> Required work
Repeat the entries exactly. Leave nothing out.

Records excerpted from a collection
= Beginning of Section =
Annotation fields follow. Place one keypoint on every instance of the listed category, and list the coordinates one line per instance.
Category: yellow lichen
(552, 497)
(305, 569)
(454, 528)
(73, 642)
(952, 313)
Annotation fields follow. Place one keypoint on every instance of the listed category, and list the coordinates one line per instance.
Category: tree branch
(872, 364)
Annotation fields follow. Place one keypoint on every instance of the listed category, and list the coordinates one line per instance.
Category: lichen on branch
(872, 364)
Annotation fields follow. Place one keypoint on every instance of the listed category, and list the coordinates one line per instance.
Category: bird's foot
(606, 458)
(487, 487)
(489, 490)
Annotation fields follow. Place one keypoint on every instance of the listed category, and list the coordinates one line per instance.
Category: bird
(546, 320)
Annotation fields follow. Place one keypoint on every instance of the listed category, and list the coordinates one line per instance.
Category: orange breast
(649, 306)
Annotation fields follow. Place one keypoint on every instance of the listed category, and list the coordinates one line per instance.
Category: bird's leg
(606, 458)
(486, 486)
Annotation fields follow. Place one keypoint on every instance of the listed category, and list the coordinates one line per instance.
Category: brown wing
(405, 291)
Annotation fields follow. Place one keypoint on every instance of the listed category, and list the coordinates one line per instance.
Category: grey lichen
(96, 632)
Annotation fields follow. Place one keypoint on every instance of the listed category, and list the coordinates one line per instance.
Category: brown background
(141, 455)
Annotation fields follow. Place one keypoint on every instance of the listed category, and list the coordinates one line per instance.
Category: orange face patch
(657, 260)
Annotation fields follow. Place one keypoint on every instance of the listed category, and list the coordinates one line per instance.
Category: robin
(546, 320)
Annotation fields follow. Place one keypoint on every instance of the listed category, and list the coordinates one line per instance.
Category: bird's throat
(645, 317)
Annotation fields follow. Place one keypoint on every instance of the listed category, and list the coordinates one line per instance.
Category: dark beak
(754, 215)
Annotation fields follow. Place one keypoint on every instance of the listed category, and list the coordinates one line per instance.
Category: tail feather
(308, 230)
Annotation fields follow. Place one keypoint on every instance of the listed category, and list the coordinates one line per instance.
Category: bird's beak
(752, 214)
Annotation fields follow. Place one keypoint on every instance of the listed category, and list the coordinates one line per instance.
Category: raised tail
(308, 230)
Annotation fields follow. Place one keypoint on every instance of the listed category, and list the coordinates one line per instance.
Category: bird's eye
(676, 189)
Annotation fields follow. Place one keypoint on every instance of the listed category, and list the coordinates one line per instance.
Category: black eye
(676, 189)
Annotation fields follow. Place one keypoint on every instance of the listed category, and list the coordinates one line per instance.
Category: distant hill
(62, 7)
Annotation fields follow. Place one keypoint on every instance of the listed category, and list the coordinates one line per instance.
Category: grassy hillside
= End of Section =
> Exercise result
Annotation fields follow. Place one keypoint on every instance of the listed category, and list the coordinates one line per instance.
Category: yellow lichen
(552, 497)
(305, 569)
(454, 528)
(73, 642)
(952, 313)
Annotation fields follow. Place one keypoint on every instance of the listed category, and list the coordinates one line per instance.
Category: tree branch
(872, 364)
Annotation fields follow. Place one keypoint on every instance of the listed category, and list the coordinates one line per instance.
Category: lichen on branch
(872, 364)
Annotation fields follow. Place one keypoint on every instance of the listed category, and list the coordinates one line per instance.
Category: bird's foot
(606, 458)
(487, 487)
(489, 490)
Annotation fields follow. Place one keypoint on every instance of the listed category, and list the coordinates one line per instance.
Category: bird
(546, 320)
Annotation fields follow. Place one keypoint on every instance of the listed category, and list the coordinates one line per instance.
Category: orange breast
(649, 306)
Annotation fields follow. Place one keypoint on every instance of the listed category, and list the coordinates one line per instance.
Category: bird's leg
(606, 458)
(486, 486)
Annotation fields follow. Place one keypoint on every instance of the listed category, and list the coordinates one line per instance.
Category: brown wing
(405, 291)
Annotation fields follow. Place one keypoint on every instance of the listed category, and list the coordinates one line per instance.
Category: grey lichen
(96, 632)
Annotation fields follow. Place one keypoint on every instance of the listed category, and list the coordinates one line per instance.
Category: brown background
(141, 455)
Annotation fields follow. Place one keypoint on every instance of the listed category, and list the coordinates one line per instance.
Category: orange face patch
(657, 260)
Annotation fields follow. Place one keypoint on every instance of the listed category, and list the coordinates one line per instance.
Category: robin
(546, 320)
Annotation fields follow. Place one keypoint on every instance of the listed category, and list the coordinates one line per instance.
Category: bird's throat
(645, 317)
Annotation fields follow. Place one keypoint on every instance of the listed category, and list the coordinates one line per instance.
Category: dark beak
(754, 215)
Annotation fields follow. Place one keypoint on every instance of the listed category, and list the coordinates one line per instance.
Category: tail feather
(308, 230)
Annotation fields follow. Place one keypoint on every instance of the listed category, and list the coordinates one line per instance.
Category: bird's beak
(752, 214)
Annotation fields follow. Place one keypoint on every instance of the listed category, and list the coordinates one line per instance.
Category: raised tail
(308, 230)
Annotation fields follow. Place one keypoint on every instance of the listed category, and list the coordinates one line per instance.
Category: bird's eye
(676, 189)
Annotation fields follow. Place one keypoint on every instance of the listed category, and list the coordinates one line per instance.
Category: black eye
(676, 189)
Annotation fields follow. Place one keypoint on every instance of the listed category, and list the coordinates one line per instance.
Category: distant hill
(62, 7)
Annotation fields follow. Place one keypoint on every instance of the listed category, and list the coordinates one line per instance.
Category: grassy hillside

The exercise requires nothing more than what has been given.